#### [INPUT DATA]
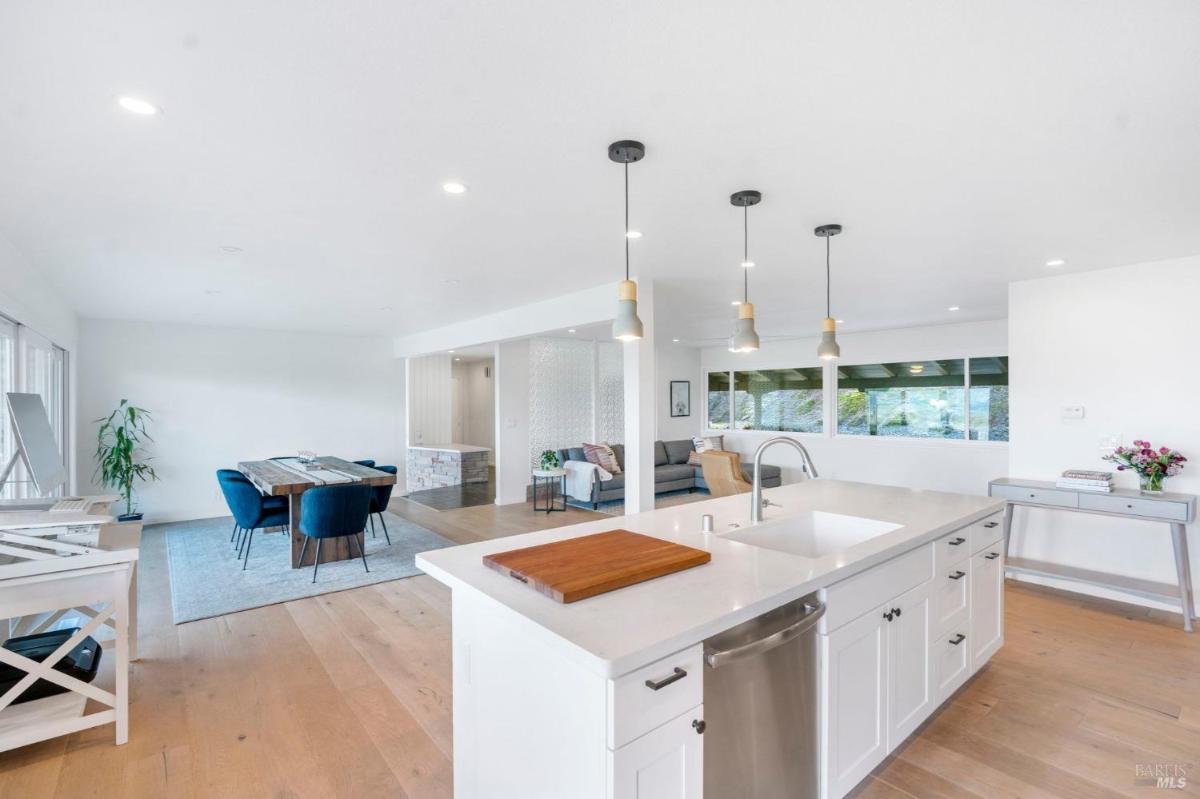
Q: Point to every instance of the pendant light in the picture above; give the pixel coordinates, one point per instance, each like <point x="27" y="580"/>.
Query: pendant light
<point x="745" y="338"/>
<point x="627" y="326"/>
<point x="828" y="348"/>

#### [ACTIVITY]
Without the pictures, copy all of the entries exactly as they appear.

#### [EXERCISE OUTPUT]
Q: Point to every instance of the pendant light in the picture above; give the pixel coordinates, one point per instance, each like <point x="27" y="580"/>.
Query: pendant light
<point x="745" y="338"/>
<point x="627" y="326"/>
<point x="828" y="348"/>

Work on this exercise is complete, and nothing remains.